— BEGIN Input rows —
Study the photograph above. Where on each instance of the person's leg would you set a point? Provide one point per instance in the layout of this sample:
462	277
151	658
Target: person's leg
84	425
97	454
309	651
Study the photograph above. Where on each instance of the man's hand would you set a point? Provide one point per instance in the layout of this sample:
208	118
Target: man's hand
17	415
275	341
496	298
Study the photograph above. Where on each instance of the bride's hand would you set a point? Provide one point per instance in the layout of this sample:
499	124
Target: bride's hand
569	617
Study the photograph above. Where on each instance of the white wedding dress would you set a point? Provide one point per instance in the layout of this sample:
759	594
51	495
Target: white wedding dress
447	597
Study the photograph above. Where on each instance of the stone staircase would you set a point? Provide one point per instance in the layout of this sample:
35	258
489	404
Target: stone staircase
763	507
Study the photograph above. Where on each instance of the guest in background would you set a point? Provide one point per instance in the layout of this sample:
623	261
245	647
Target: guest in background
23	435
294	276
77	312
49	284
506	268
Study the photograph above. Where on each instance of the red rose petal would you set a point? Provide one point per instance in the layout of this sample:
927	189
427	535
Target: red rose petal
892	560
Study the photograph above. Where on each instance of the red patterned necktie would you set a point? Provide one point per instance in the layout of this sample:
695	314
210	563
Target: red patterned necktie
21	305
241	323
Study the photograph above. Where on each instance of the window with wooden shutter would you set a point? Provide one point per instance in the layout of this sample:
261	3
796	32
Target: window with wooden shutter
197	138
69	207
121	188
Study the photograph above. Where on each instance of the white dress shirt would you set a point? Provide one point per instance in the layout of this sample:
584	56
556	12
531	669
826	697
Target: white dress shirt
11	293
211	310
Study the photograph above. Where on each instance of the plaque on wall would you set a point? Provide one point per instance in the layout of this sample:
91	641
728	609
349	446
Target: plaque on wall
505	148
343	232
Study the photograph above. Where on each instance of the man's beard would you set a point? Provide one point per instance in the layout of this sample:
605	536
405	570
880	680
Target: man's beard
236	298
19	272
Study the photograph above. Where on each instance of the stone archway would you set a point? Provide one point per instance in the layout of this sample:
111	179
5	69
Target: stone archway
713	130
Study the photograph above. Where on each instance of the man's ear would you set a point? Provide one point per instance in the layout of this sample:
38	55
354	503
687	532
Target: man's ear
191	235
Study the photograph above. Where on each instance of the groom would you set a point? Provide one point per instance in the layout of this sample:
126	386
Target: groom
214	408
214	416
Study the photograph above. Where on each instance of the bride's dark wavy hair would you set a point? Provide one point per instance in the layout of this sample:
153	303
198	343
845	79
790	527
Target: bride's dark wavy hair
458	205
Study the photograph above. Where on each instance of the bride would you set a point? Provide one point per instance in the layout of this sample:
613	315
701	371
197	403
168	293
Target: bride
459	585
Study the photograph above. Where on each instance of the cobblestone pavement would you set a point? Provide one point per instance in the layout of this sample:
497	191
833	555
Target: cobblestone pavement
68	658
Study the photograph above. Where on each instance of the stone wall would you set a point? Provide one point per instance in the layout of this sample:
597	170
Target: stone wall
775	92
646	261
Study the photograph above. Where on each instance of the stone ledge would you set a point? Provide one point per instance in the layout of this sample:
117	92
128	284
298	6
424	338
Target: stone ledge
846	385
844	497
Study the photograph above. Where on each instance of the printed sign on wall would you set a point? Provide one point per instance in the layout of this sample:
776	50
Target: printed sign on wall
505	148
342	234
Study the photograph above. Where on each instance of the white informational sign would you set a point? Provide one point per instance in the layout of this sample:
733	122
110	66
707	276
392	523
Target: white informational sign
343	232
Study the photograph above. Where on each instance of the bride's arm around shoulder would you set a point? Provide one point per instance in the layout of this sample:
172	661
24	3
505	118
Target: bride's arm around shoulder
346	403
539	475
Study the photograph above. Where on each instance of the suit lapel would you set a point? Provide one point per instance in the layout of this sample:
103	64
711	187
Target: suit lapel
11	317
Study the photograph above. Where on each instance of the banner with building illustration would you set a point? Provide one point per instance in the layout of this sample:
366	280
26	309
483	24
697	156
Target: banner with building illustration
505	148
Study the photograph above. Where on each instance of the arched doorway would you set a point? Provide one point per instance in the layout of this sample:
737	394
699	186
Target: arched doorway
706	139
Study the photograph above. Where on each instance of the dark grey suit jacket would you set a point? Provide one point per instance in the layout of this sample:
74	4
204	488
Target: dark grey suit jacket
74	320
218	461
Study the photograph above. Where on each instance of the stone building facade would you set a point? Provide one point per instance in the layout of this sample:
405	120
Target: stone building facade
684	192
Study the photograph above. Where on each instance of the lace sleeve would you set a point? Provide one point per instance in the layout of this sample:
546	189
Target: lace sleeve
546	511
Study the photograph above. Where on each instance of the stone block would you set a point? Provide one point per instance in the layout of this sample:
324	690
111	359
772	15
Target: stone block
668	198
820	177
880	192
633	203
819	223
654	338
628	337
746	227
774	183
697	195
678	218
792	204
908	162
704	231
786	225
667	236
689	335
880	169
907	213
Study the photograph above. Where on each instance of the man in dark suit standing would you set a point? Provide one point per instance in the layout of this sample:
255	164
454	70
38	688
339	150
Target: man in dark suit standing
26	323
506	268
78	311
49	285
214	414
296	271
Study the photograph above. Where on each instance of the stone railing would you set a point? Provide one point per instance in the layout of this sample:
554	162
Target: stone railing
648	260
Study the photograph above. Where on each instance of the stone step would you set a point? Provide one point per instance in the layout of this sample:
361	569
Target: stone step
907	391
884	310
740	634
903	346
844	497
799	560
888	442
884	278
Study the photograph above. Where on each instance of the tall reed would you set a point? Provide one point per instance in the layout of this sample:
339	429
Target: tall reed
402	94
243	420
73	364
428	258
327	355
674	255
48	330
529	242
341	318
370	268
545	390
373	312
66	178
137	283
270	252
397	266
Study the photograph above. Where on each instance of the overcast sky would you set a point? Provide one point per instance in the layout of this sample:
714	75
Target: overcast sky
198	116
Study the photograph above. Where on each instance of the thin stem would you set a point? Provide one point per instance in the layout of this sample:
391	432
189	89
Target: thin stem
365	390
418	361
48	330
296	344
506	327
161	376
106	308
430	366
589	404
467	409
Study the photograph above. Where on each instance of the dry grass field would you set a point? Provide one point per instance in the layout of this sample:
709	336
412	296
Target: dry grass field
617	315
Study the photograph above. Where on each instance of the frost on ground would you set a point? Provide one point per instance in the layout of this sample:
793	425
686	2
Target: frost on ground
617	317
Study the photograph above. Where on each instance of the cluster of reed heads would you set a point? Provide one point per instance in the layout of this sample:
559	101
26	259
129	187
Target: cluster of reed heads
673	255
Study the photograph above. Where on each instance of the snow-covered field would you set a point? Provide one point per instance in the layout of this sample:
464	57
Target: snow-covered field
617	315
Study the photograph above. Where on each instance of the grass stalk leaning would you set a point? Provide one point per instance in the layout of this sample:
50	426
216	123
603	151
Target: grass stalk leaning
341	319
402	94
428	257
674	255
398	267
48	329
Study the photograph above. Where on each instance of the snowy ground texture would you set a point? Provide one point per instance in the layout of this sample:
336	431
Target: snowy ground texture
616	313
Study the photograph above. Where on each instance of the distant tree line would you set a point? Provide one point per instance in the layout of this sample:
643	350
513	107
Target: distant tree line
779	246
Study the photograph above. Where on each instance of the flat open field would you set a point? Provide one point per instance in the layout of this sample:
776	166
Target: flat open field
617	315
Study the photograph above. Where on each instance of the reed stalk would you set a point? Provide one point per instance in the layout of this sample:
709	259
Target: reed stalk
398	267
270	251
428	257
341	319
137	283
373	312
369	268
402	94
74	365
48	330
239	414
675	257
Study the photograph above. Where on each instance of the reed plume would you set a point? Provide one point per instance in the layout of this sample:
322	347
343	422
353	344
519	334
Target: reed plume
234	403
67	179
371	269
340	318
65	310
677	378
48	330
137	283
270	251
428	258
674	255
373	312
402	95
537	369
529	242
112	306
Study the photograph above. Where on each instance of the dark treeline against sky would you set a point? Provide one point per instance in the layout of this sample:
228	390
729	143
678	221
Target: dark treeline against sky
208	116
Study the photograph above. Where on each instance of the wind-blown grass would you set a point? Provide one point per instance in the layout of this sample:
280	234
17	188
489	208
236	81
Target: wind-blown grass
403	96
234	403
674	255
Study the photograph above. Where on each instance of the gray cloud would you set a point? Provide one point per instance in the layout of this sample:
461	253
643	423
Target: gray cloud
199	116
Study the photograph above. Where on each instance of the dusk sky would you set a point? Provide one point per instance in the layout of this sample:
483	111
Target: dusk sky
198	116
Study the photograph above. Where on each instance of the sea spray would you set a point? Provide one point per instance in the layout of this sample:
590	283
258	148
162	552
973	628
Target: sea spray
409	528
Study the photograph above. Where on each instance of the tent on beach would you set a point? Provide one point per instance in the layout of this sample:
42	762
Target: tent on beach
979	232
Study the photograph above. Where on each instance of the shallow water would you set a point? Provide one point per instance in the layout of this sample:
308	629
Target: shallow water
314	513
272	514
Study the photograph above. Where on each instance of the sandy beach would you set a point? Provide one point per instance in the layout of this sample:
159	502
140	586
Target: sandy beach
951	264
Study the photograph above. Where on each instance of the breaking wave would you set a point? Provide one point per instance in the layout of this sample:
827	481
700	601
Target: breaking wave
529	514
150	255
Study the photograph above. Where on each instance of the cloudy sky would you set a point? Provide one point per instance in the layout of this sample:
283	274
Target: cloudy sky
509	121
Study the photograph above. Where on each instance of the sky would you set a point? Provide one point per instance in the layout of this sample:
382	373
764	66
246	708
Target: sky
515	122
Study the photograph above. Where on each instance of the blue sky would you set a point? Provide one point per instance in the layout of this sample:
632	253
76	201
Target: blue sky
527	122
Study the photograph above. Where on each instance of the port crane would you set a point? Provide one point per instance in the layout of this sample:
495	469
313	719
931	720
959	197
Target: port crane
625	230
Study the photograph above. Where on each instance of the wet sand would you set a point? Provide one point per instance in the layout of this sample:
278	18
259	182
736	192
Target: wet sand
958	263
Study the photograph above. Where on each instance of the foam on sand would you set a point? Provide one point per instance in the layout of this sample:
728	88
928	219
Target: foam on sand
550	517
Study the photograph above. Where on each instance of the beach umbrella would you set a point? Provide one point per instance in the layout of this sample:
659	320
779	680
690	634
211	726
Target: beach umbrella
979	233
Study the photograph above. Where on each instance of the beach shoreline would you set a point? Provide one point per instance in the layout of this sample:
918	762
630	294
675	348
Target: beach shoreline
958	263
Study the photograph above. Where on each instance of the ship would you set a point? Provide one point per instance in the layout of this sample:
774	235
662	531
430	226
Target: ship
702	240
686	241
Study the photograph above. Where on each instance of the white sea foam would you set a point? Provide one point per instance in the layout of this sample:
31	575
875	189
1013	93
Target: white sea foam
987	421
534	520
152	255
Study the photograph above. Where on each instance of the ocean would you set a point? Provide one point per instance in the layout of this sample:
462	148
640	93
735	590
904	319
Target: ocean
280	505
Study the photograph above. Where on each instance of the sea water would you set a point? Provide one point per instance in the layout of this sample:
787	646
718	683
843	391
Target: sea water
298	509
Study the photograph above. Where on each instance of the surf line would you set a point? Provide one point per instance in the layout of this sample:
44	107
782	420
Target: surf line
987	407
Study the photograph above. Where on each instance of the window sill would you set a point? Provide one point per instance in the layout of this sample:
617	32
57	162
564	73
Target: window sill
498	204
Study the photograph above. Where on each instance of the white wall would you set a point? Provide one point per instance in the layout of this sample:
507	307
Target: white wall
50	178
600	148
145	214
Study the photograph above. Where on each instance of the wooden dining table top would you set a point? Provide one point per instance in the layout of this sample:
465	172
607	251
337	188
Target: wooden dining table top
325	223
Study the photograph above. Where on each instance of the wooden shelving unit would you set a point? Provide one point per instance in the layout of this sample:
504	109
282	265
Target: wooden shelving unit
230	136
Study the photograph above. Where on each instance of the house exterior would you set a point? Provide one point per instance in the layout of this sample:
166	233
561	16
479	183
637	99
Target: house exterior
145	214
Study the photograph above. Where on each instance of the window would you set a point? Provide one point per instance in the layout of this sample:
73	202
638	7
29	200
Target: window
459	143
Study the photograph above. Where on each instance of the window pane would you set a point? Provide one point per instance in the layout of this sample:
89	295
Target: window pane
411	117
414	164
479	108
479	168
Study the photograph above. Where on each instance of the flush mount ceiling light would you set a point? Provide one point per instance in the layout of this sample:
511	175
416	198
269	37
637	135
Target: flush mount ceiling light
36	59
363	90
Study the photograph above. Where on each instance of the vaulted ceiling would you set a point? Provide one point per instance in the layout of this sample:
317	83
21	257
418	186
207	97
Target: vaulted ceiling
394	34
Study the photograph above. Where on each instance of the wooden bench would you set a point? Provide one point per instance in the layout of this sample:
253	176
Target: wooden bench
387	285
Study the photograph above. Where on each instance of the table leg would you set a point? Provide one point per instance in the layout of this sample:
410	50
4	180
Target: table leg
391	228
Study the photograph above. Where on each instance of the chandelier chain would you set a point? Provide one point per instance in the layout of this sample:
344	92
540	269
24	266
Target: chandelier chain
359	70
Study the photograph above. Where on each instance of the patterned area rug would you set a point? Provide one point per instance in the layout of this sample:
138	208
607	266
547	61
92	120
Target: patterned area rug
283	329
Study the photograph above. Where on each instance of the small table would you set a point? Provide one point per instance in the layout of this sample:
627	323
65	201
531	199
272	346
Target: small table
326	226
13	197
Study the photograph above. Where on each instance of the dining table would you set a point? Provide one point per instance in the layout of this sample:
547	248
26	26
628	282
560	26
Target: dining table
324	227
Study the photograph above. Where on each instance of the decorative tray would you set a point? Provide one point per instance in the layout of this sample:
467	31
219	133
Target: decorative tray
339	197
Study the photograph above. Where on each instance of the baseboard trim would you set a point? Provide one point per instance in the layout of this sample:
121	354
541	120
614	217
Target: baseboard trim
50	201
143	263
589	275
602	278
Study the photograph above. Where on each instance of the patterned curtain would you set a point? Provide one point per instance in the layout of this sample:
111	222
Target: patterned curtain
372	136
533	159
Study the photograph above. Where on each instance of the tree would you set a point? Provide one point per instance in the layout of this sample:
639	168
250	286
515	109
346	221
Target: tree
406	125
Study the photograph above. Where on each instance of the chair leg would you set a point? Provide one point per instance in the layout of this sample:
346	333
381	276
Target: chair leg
— END Input rows —
_Task brief:_
Everything from the line containing "of the baseboard" through the final line of the listing, inclusive, must be reproduced exactly; leave out the rest.

_Expected answer:_
Study the photograph above. Where on each instance of the baseboard trim would you set a point? Provide one point per instance in the layout of this sample:
121	354
541	120
614	217
Target: baseboard trim
50	201
143	263
589	275
602	278
Study the photograph above. Where on each instance of the patterned curtain would you set a point? Provide one point per instance in the layout of this sample:
111	222
Target: patterned curtain
372	136
533	159
Study the photograph above. Where on each instance of the tree would you set a point? Provide one point per instance in the layout of this sample:
639	168
250	286
515	109
346	221
Target: tree
406	125
Study the photograph above. Where on each instance of the chair leg would you set a point? Provide one point per instance in the layout of this sample:
346	333
381	276
Target: chair leg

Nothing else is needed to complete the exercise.